▶ _Goal of the exercise_
Take each line of the data that contains the string "white" and copy it.

Segment Start: Input material

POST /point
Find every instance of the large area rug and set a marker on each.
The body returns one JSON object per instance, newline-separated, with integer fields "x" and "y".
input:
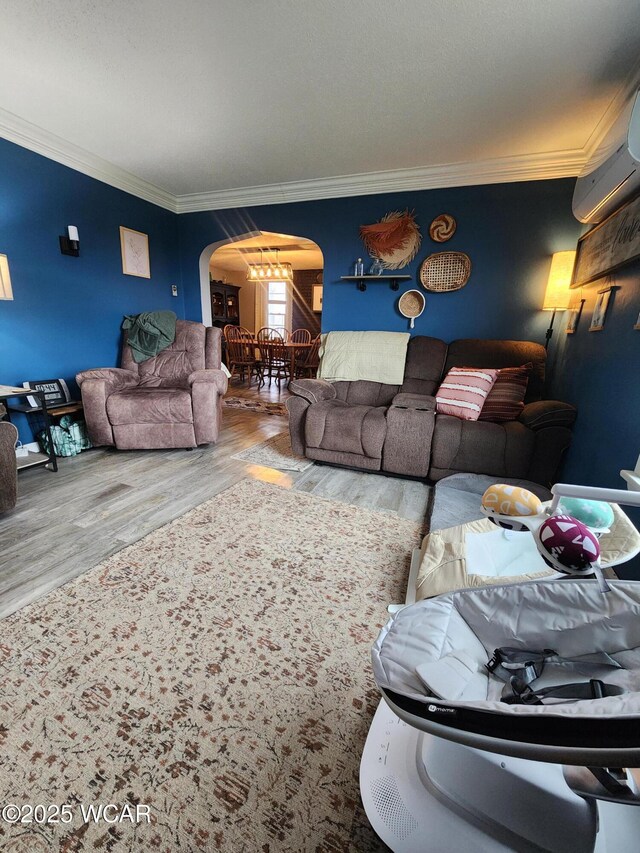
{"x": 260, "y": 407}
{"x": 216, "y": 671}
{"x": 275, "y": 452}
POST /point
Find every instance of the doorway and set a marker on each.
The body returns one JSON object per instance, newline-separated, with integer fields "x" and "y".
{"x": 230, "y": 295}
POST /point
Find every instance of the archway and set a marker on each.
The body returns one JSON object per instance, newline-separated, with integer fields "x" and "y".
{"x": 223, "y": 273}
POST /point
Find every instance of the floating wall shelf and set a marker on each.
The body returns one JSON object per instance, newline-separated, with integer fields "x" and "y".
{"x": 362, "y": 280}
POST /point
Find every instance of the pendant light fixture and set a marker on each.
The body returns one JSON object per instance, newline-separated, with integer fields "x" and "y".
{"x": 268, "y": 271}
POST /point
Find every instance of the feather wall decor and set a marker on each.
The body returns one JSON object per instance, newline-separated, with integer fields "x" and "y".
{"x": 394, "y": 240}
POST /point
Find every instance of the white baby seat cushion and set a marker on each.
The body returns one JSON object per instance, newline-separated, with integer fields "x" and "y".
{"x": 430, "y": 659}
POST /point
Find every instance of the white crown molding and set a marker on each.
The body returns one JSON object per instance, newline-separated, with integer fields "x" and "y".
{"x": 55, "y": 148}
{"x": 624, "y": 93}
{"x": 529, "y": 167}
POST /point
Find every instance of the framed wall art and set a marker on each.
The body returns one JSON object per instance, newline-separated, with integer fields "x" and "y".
{"x": 600, "y": 311}
{"x": 609, "y": 246}
{"x": 575, "y": 310}
{"x": 134, "y": 246}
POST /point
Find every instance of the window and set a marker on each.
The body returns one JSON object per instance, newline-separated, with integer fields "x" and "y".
{"x": 277, "y": 305}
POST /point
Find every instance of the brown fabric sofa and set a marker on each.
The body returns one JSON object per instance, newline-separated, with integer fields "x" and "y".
{"x": 395, "y": 429}
{"x": 8, "y": 467}
{"x": 171, "y": 400}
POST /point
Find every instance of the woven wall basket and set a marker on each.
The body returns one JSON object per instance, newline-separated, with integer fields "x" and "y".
{"x": 444, "y": 271}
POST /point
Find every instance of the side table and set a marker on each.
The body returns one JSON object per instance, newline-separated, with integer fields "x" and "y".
{"x": 31, "y": 460}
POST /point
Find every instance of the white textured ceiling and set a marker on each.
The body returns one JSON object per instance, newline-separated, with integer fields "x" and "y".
{"x": 198, "y": 96}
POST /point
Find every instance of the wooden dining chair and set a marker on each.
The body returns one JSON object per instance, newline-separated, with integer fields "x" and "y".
{"x": 241, "y": 353}
{"x": 274, "y": 355}
{"x": 300, "y": 336}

Segment End: Input material

▶ _Solution to the exercise_
Find every instance of the white baby seat cushion and set a marker on each.
Find every instance of the white crown molding and set a marker on each.
Find every instance of the white textured ceiling and set a marker on each.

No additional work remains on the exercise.